* **Given information**
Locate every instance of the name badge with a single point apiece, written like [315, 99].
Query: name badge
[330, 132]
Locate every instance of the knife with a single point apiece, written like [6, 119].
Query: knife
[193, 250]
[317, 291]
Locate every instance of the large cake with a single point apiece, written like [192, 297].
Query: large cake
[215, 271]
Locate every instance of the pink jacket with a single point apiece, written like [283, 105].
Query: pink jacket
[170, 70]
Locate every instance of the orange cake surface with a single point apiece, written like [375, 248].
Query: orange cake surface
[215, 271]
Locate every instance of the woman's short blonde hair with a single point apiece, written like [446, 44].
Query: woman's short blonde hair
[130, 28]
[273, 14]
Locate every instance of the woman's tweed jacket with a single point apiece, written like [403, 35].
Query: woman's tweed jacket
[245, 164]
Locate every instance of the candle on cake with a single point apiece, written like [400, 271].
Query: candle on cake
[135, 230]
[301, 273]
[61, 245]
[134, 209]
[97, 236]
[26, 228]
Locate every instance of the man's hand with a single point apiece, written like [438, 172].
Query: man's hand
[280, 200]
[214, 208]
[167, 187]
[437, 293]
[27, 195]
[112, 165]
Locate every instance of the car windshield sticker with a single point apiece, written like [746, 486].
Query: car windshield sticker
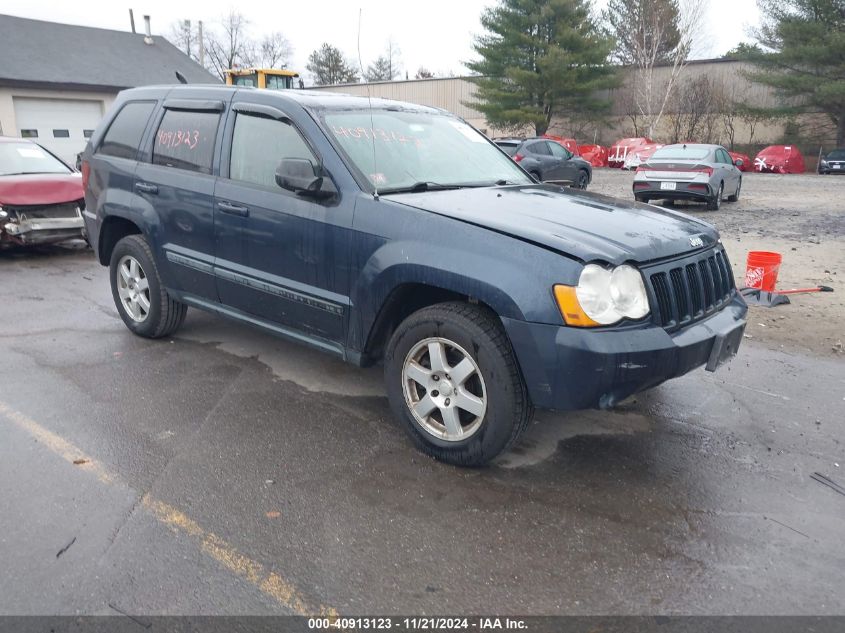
[31, 152]
[467, 131]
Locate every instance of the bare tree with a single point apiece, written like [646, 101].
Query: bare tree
[228, 45]
[329, 66]
[185, 37]
[392, 54]
[694, 112]
[273, 51]
[656, 66]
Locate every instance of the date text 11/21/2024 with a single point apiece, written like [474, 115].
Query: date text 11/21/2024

* **Exercise details**
Copy out all of the data above word for word, leaving out any pictures.

* **Solved exercise**
Locate every instance of the name badge with a single point apiece, written like [315, 99].
Query: name badge
[330, 132]
Locate every instance of the knife with a single point apiece, written like [6, 119].
Query: knife
[193, 250]
[317, 291]
Locate every instance of the large cake with a single point apiece, written like [192, 297].
Query: large cake
[215, 271]
Locate every instance of the pink jacket with a single point apiece, written like [283, 105].
Query: pink jacket
[170, 70]
Locate every instance of the orange cake surface with a single point apiece, written like [375, 248].
Query: orange cake surface
[215, 271]
Locate every instance of the woman's short blonde hair with a single point apiece, written like [446, 44].
Query: woman's short blonde hair
[130, 28]
[273, 14]
Locate every instance of the woman's tweed jacket with a single point apiece, written like [403, 35].
Query: woman's tweed jacket
[245, 164]
Locate every instance of the candle on cake with a single point apiece, written like [400, 271].
Query: candle on cake
[135, 230]
[301, 273]
[61, 245]
[134, 209]
[97, 236]
[26, 228]
Locate every instance of the man's hand with a single point apiece, written like [438, 172].
Query: man's hand
[280, 200]
[214, 208]
[167, 187]
[437, 293]
[27, 195]
[112, 165]
Locate every instance of the car windshield sticker with a single point apiece, written like [746, 486].
Query: car windshield sticker
[31, 152]
[467, 131]
Locate every instance of the bare tree with a single point apiece, written like [646, 101].
Query: bare tree
[228, 45]
[329, 66]
[185, 37]
[392, 54]
[694, 112]
[273, 51]
[656, 66]
Locate every instance of the date text 11/21/2024 with a single point apiece, written like [474, 115].
Query: date text 11/21/2024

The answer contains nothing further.